Excerpts from a dataset
★ ★ ★ ★ ★
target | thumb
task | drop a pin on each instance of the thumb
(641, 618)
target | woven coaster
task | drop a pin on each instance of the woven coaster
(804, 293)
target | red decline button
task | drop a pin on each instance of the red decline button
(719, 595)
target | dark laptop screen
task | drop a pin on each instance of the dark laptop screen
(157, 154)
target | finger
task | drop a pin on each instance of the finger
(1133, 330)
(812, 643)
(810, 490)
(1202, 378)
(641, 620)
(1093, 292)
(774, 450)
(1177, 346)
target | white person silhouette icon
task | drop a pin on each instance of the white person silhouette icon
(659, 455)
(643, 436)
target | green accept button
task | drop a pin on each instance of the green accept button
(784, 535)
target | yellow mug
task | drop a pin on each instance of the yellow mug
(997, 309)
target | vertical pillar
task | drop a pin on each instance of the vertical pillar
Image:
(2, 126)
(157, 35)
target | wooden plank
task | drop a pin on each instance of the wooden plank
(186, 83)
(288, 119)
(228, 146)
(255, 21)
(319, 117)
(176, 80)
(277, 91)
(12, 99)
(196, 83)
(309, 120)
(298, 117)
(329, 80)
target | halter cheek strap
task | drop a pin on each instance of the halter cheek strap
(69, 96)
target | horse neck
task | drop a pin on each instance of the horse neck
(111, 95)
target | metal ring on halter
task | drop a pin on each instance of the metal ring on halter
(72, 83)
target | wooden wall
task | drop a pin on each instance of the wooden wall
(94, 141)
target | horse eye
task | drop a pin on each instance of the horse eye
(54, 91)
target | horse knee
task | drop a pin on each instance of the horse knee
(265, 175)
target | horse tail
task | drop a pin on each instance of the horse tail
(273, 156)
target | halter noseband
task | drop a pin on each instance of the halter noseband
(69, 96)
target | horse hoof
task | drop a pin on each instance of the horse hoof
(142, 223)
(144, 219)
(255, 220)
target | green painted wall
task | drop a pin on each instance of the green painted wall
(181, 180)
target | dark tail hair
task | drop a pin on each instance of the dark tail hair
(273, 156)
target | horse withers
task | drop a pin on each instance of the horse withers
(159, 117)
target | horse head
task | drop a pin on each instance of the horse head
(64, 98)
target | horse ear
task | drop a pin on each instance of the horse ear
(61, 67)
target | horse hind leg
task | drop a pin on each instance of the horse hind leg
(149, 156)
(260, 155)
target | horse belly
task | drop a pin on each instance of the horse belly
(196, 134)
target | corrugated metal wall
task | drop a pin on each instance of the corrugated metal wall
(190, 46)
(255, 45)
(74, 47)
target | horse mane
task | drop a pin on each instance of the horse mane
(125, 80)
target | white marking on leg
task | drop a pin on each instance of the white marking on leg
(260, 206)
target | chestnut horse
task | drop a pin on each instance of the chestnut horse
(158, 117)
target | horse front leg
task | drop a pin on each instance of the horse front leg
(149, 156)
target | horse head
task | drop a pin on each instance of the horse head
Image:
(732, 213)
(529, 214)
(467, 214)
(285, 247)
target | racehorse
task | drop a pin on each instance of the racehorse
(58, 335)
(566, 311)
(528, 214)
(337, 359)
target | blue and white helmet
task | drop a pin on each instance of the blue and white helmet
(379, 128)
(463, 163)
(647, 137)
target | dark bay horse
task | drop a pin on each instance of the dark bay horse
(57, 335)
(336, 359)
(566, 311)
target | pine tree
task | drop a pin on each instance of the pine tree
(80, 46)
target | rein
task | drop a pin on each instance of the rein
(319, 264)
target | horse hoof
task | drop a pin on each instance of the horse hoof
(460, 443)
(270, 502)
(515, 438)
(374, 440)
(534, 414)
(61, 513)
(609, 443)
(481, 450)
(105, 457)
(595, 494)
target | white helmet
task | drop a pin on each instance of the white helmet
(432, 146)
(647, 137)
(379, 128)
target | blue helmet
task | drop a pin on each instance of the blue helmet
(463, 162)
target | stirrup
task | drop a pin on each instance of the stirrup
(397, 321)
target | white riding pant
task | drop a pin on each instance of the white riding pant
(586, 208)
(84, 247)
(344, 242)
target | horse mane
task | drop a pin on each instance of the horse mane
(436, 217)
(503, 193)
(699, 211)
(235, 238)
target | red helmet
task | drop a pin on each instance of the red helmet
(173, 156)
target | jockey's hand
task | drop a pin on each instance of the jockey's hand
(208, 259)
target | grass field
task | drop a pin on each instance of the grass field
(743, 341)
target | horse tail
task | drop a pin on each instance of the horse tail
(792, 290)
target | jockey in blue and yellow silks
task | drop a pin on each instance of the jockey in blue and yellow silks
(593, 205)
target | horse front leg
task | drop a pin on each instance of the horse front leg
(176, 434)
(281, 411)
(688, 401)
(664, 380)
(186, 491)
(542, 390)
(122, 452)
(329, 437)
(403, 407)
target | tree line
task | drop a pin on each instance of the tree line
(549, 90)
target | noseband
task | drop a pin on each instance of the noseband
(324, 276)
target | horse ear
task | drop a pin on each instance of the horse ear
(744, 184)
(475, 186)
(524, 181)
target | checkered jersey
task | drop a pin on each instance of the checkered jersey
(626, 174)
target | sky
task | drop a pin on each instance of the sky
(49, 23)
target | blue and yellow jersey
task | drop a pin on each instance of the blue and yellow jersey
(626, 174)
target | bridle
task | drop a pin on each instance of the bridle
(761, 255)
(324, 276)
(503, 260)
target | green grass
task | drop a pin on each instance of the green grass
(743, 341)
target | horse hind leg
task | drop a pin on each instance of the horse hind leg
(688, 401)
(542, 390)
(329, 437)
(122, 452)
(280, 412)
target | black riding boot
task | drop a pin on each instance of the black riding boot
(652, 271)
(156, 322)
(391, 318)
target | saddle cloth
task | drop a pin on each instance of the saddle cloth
★ ★ ★ ★ ★
The problem:
Write all the data out again, word for word.

Reply to the task:
target | thumb
task | drop a pin on each instance of the thumb
(641, 618)
target | woven coaster
task | drop a pin on each instance of the woven coaster
(804, 293)
target | red decline button
task | drop a pin on each instance of the red decline button
(719, 595)
target | dark laptop screen
task | drop a pin on each instance of the dark laptop screen
(157, 154)
target | finger
task | drop a pin on each instance of the finger
(1133, 330)
(812, 643)
(810, 490)
(1202, 378)
(641, 620)
(1093, 292)
(774, 450)
(1177, 346)
target | white person silhouette icon
task | drop a pin on each instance of the white person silhouette icon
(659, 455)
(643, 436)
target | green accept button
task | drop a pin on each instance of the green accept button
(784, 535)
target | yellow mug
task | drop a pin on each instance of the yellow mug
(997, 309)
target | vertical pillar
task | drop a pin on each instance of the vertical pillar
Image:
(2, 126)
(157, 35)
target | wooden plank
task | drop a pin on each instance of the wooden plank
(186, 83)
(288, 119)
(228, 146)
(255, 21)
(319, 117)
(176, 80)
(277, 91)
(12, 99)
(196, 83)
(309, 120)
(298, 117)
(329, 80)
target | halter cheek strap
task | drop a pin on each instance of the halter cheek strap
(69, 96)
target | horse neck
task | drop a pin on each instance of the horse neck
(111, 95)
target | metal ring on halter
task | drop a pin on each instance of the metal ring on halter
(72, 83)
target | wooden wall
task | drop a pin on each instance of the wooden wall
(94, 141)
target | horse eye
task | drop a pin on each instance of the horse eye
(54, 91)
target | horse knee
task | drop a pin on each instance of the horse knee
(265, 175)
target | horse tail
task | drop a pin on each instance of the horse tail
(273, 156)
target | halter noseband
task | drop a pin on each instance of the halter noseband
(69, 96)
target | horse hoof
task | drop a pin on each instance of the horse hoof
(142, 223)
(144, 219)
(255, 220)
target | green painted wall
task | drop a pin on each instance of the green painted wall
(181, 180)
target | dark tail hair
task | drop a pin on each instance of the dark tail hair
(273, 156)
target | horse withers
task | drop a pin on each instance of the horse withers
(159, 117)
target | horse head
task | drop a pin on each instance of the horse head
(64, 98)
target | horse ear
task | drop a pin on each instance of the horse ear
(61, 67)
target | horse hind leg
task | drop a pin on each instance of the horse hind leg
(149, 156)
(260, 155)
target | horse belly
task | drop a pin on each instance of the horse belly
(196, 134)
target | corrugated metal wall
task | drop a pin on each instance of the corrugated metal wall
(190, 46)
(255, 45)
(74, 47)
target | horse mane
task | drop a pin on each instance of the horse mane
(125, 80)
target | white marking on leg
task | drop a pin on each instance of the white marking on leg
(260, 206)
target | chestnut horse
task | drop a pin on each instance of the chestnut horse
(158, 117)
target | horse front leg
task | drop a pin on each instance of the horse front leg
(149, 156)
target | horse head
task | drop a pin on each instance of the horse head
Image:
(732, 213)
(529, 214)
(467, 214)
(285, 247)
target | racehorse
task | drop a pin on each instance of the racehorse
(58, 335)
(566, 311)
(528, 214)
(337, 359)
target | blue and white helmet
task | drop a pin on each instance of the blue and white helmet
(379, 128)
(463, 163)
(647, 137)
target | dark bay horse
task | drop a pin on each instance of the dark bay horse
(57, 335)
(336, 359)
(566, 311)
target | pine tree
task | drop a pin on each instance of the pine tree
(80, 46)
target | rein
task | drop a pin on each instance of the rein
(319, 264)
target | horse hoof
task | drop a pin on each instance of the horse hoof
(460, 443)
(270, 502)
(515, 438)
(374, 440)
(534, 414)
(61, 513)
(609, 443)
(481, 450)
(105, 457)
(595, 494)
target | white helmet
task | drop a pin on each instance of the white helmet
(432, 146)
(647, 137)
(379, 128)
target | blue helmet
task | drop a pin on each instance of the blue helmet
(463, 162)
target | stirrup
task | drop a pin on each instance of the stirrup
(397, 321)
target | white riding pant
task | drop a pin on each instance of the white riding pant
(586, 208)
(84, 247)
(344, 242)
target | horse mane
task | drop a pin on each instance of the horse mane
(436, 217)
(503, 193)
(699, 211)
(235, 238)
target | red helmet
task | drop a pin on each instance of the red helmet
(173, 156)
target | jockey's hand
task | drop a pin on each instance of the jockey's hand
(208, 259)
target | grass field
task | drop a pin on each instance of the grass field
(743, 341)
target | horse tail
task | drop a pin on each instance of the horse tail
(792, 290)
target | jockey in blue and yellow silks
task | drop a pin on each instance of the jockey in blue and yellow silks
(593, 205)
target | horse front leg
task | drop a pin on each instance of the horse front leg
(176, 434)
(281, 411)
(688, 401)
(664, 380)
(186, 491)
(542, 390)
(122, 452)
(329, 437)
(403, 407)
target | tree line
task | drop a pin on each instance of the tree line
(549, 90)
target | noseband
task | drop a pin on each instance of the noseband
(324, 276)
target | horse ear
task | drop a pin on each instance of the horse ear
(744, 184)
(475, 186)
(524, 181)
target | checkered jersey
task | drop a pin on each instance of the checkered jersey
(626, 174)
target | sky
task | drop a pin on each instance of the sky
(49, 23)
target | blue and yellow jersey
task | drop a pin on each instance of the blue and yellow jersey
(626, 174)
target | bridle
task | drop a pin on each instance of the bridle
(761, 255)
(324, 276)
(503, 260)
target | green grass
task | drop a pin on each instance of the green grass
(743, 341)
target | horse hind leg
task | drop a pin on each instance of the horse hind leg
(688, 401)
(542, 390)
(329, 437)
(122, 452)
(280, 412)
target | black riding boot
task | drop a pin on each instance of the black riding boot
(652, 271)
(156, 322)
(391, 318)
target | saddle cloth
task | drop a pin on each instance of the saddle cloth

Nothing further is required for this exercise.